_TASK DIRECTIONS_
Copy the records from the line containing "[bbox-request] dark silhouette of crowd" through the line containing "32,364 -> 63,466", with the requests included, and shift every coordinate in the answers by -95. Leave the requests and their sample coordinates unchanged, and give only this stretch.

_EXERCISE INPUT_

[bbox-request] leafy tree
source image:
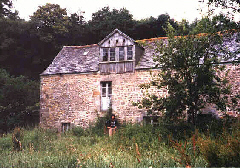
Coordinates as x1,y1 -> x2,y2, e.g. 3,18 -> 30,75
192,14 -> 239,34
0,69 -> 39,132
137,25 -> 236,123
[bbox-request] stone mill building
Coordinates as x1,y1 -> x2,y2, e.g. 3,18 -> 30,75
40,29 -> 240,131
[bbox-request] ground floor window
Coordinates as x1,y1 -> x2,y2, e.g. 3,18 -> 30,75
101,81 -> 112,111
143,116 -> 159,125
62,123 -> 70,132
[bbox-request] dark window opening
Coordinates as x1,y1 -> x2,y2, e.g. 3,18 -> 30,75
119,47 -> 125,61
143,116 -> 159,125
62,123 -> 70,132
101,82 -> 112,111
110,48 -> 115,61
127,47 -> 133,60
103,48 -> 108,61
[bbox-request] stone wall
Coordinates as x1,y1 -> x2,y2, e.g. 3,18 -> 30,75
40,70 -> 167,129
40,64 -> 240,131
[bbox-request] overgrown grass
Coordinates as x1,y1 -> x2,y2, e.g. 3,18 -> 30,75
0,117 -> 240,167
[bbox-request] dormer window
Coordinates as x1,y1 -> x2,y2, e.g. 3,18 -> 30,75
127,46 -> 133,60
103,48 -> 108,61
119,47 -> 125,61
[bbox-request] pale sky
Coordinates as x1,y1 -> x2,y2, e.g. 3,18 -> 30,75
13,0 -> 240,22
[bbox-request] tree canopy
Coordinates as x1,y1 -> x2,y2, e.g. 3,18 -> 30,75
136,25 -> 239,123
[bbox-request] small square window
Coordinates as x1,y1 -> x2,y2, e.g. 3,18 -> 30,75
103,48 -> 108,61
62,123 -> 70,132
110,48 -> 115,61
119,47 -> 125,61
127,47 -> 133,60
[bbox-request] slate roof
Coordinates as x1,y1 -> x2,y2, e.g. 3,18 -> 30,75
41,33 -> 240,75
41,44 -> 99,75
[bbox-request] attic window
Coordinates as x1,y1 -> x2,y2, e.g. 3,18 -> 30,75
83,51 -> 89,55
62,123 -> 70,132
103,48 -> 108,61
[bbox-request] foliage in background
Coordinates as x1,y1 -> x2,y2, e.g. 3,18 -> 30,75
0,69 -> 39,132
136,25 -> 239,123
0,0 -> 238,79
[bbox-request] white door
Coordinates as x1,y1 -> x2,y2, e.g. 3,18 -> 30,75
101,82 -> 112,111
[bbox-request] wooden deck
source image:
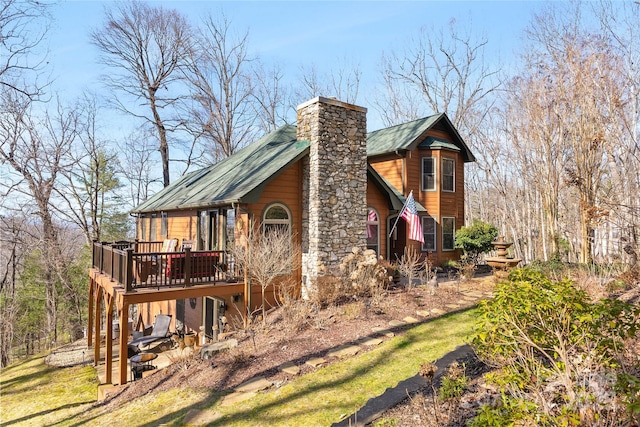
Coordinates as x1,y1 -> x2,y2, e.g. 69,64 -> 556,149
87,242 -> 249,384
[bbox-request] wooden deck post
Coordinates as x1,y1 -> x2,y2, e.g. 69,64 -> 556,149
184,248 -> 191,287
93,286 -> 102,366
104,294 -> 113,384
124,249 -> 138,292
117,296 -> 129,385
87,277 -> 96,348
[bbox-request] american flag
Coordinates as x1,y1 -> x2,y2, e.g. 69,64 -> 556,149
400,191 -> 424,244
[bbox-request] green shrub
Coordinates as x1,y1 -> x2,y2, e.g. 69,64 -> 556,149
473,269 -> 639,425
438,362 -> 469,400
455,220 -> 498,264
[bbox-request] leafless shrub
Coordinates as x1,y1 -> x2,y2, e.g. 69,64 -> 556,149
233,227 -> 301,325
398,248 -> 422,289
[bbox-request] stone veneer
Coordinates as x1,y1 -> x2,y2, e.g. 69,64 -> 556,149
297,97 -> 367,296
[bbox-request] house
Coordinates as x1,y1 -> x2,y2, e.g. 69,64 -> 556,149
133,97 -> 475,336
87,97 -> 474,383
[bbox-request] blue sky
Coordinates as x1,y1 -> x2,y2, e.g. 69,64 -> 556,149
50,0 -> 543,128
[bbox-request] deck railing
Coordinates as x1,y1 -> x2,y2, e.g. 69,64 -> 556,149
92,242 -> 242,291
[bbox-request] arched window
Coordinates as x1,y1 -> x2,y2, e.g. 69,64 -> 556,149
262,203 -> 291,234
367,207 -> 380,255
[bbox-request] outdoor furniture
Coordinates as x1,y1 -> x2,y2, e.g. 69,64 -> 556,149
131,353 -> 158,381
127,314 -> 172,357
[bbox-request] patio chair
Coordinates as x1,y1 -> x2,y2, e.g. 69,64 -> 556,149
127,314 -> 172,357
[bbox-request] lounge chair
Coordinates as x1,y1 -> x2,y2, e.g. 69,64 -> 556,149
127,314 -> 171,357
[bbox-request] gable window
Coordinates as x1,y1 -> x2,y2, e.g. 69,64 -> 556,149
160,212 -> 169,239
367,207 -> 380,255
442,217 -> 456,251
149,214 -> 157,242
442,159 -> 456,191
140,215 -> 147,241
262,203 -> 291,234
421,216 -> 436,251
422,157 -> 436,191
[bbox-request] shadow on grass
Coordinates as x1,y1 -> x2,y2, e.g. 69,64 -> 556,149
0,356 -> 56,396
2,400 -> 94,426
67,307 -> 474,427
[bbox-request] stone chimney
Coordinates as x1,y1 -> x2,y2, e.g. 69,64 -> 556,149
297,97 -> 367,296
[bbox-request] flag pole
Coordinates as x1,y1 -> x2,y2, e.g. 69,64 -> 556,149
389,190 -> 413,237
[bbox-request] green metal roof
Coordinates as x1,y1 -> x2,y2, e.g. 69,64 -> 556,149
133,114 -> 475,213
418,136 -> 460,151
133,125 -> 309,213
367,113 -> 475,162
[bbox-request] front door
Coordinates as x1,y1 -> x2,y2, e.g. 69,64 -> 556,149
203,297 -> 225,341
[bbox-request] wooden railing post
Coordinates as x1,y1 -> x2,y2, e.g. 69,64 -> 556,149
184,248 -> 191,286
124,248 -> 134,292
100,242 -> 104,273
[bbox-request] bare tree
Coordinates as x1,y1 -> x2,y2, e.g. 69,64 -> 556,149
296,59 -> 362,104
253,63 -> 293,134
374,20 -> 501,135
0,0 -> 49,99
517,6 -> 626,263
91,1 -> 191,187
0,91 -> 76,341
185,15 -> 256,165
119,129 -> 162,206
55,94 -> 125,245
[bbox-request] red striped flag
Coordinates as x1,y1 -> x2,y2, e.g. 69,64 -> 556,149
400,191 -> 424,244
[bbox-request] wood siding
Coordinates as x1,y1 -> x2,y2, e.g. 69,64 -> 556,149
367,179 -> 389,258
371,129 -> 464,265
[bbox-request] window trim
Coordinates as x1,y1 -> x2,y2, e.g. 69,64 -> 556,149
160,212 -> 169,239
441,157 -> 456,193
140,214 -> 147,242
260,202 -> 293,236
440,216 -> 456,252
420,215 -> 438,252
420,156 -> 438,191
367,206 -> 380,256
148,213 -> 158,242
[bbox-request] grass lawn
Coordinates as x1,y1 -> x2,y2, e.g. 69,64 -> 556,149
202,310 -> 477,426
0,356 -> 98,426
0,309 -> 477,426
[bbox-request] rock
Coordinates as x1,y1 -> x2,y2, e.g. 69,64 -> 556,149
389,320 -> 407,328
358,337 -> 382,347
371,326 -> 396,338
305,357 -> 327,368
235,377 -> 273,393
327,345 -> 360,359
200,338 -> 238,359
278,362 -> 300,375
182,409 -> 220,426
220,392 -> 256,406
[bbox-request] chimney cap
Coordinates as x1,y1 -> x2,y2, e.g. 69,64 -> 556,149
297,96 -> 367,113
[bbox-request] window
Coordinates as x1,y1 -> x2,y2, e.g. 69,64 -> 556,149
422,157 -> 436,191
442,217 -> 456,251
262,203 -> 291,234
160,212 -> 169,239
196,210 -> 219,251
442,159 -> 456,191
140,215 -> 147,241
422,216 -> 436,251
149,214 -> 158,242
367,207 -> 380,255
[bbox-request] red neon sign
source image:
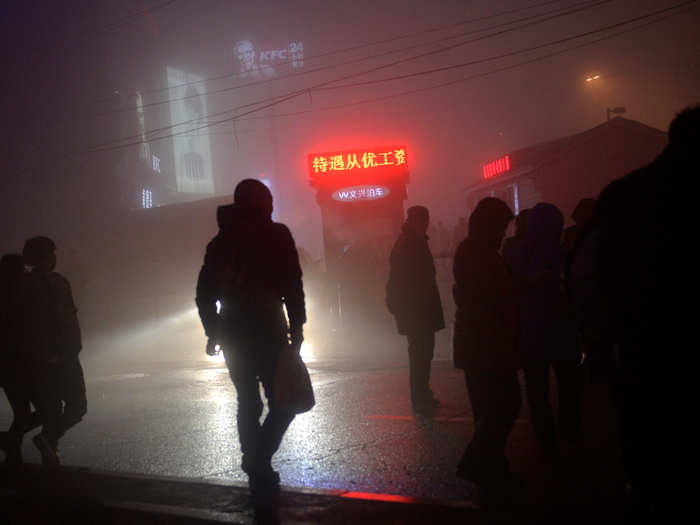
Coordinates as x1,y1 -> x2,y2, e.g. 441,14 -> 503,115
309,146 -> 408,180
482,155 -> 510,179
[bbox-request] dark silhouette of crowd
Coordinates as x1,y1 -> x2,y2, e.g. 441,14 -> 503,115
0,107 -> 700,512
0,236 -> 87,466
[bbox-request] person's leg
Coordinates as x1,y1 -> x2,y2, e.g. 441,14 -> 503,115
406,332 -> 435,409
259,358 -> 295,469
224,350 -> 263,474
464,370 -> 484,425
523,361 -> 558,457
58,355 -> 87,444
0,380 -> 31,465
553,360 -> 584,443
458,371 -> 521,488
32,364 -> 63,466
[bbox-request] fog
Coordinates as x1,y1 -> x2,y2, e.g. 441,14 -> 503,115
0,0 -> 700,367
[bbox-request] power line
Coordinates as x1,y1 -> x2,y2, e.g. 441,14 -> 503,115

_WORKED SOLUTION_
[bbox-request] dark silhouette of crowd
Coordinates as x1,y1 -> x2,y2, e.g. 441,14 -> 503,115
-95,12 -> 605,417
-95,141 -> -8,371
[bbox-request] person's leg
Coordinates as x1,y1 -> x2,y2, e.g. 441,14 -> 503,115
311,237 -> 340,314
164,263 -> 200,374
129,255 -> 168,379
369,275 -> 389,330
428,266 -> 463,362
-37,260 -> -8,349
-95,285 -> -64,370
458,265 -> 489,348
363,276 -> 426,393
-63,269 -> -32,371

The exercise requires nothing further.